- _EXCERPTED PASSAGE_:
..........

Passing a dictionary to a function as keyword parameters

python function dictionary parameters keyword

283,322

Solution 1

Figured it out for myself in the end. It is simple, I was just missing the ** operator to unpack the dictionary

So my example becomes:

d = dict(p1=1, p2=2)
def f2(p1,p2):
    print p1, p2
f2(**d)

Solution 2

In[1]: def myfunc(a=1, b=2):
In[2]:    print(a, b)

In[3]: mydict = {'a': 100, 'b': 200}

In[4]: myfunc(**mydict)
100 200

A few extra details that might be helpful to know (questions I had after reading this and went and tested):

The function can have parameters that are not included in the dictionary
You can not override a function parameter that is already in the dictionary
The dictionary can not have values that aren't in the function.

Examples:

Number 1: The function can have parameters that are not included in the dictionary

In[5]: mydict = {'a': 100}
In[6]: myfunc(**mydict)
100 2

Number 2: You can not override a function parameter that is already in the dictionary

In[7]: mydict = {'a': 100, 'b': 200}
In[8]: myfunc(a=3, **mydict)

TypeError: myfunc() got multiple values for keyword argument 'a'

Number 3: The dictionary can not have values that aren't in the function.

In[9]:  mydict = {'a': 100, 'b': 200, 'c': 300}
In[10]: myfunc(**mydict)

TypeError: myfunc() got an unexpected keyword argument 'c'

How to use a dictionary with more keys than function arguments:

A solution to #3, above, is to accept (and ignore) additional kwargs in your function (note, by convention _ is a variable name used for something being discarded, though technically it's just a valid variable name to Python):

In[11]: def myfunc2(a=None, **_):
In[12]:    print(a)

In[13]: mydict = {'a': 100, 'b': 200, 'c': 300}

In[14]: myfunc2(**mydict)

..........

- _PROBLEM DETAILS_:
Update the thread on passing a dictionary as keyword parameters, starting at "TypeError: myfunc() got multiple" and ending at "In[10]: myfunc(**mydict)", so that "multiple values" reads "duplicate values" instead.

[Dataset items]

..........

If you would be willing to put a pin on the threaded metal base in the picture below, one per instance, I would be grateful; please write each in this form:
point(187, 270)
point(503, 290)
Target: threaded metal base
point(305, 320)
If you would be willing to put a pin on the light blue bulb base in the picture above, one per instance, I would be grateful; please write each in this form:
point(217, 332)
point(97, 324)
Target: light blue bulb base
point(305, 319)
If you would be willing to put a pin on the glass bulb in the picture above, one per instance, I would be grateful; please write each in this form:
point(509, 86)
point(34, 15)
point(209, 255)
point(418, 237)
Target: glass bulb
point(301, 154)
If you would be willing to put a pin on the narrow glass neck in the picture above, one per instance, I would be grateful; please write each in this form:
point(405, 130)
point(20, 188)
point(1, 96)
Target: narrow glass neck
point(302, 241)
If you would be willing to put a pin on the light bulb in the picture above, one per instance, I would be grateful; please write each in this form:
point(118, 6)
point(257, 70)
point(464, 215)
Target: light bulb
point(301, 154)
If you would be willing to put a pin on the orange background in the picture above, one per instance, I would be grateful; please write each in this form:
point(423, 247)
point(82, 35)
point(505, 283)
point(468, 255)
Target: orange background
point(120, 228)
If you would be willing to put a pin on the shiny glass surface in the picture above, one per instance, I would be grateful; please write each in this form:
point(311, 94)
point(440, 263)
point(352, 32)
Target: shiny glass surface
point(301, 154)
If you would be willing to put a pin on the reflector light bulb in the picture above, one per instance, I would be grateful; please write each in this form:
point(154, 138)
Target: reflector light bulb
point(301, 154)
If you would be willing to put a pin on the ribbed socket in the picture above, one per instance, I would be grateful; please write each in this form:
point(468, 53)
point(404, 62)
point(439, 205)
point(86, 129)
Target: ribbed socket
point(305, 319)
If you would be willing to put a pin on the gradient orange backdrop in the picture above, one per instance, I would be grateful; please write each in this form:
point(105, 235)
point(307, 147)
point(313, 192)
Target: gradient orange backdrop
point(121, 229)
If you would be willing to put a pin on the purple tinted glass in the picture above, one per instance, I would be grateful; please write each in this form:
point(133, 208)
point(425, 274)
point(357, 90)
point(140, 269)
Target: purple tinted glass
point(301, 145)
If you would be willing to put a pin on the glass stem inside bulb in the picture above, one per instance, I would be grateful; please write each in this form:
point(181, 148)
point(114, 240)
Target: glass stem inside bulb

..........

- _FULL OUTPUT_:
TypeError: myfunc() got duplicate values for keyword argument 'a'

Number 3: The dictionary can not have values that aren't in the function.

In[9]:  mydict = {'a': 100, 'b': 200, 'c': 300}
In[10]: myfunc(**mydict)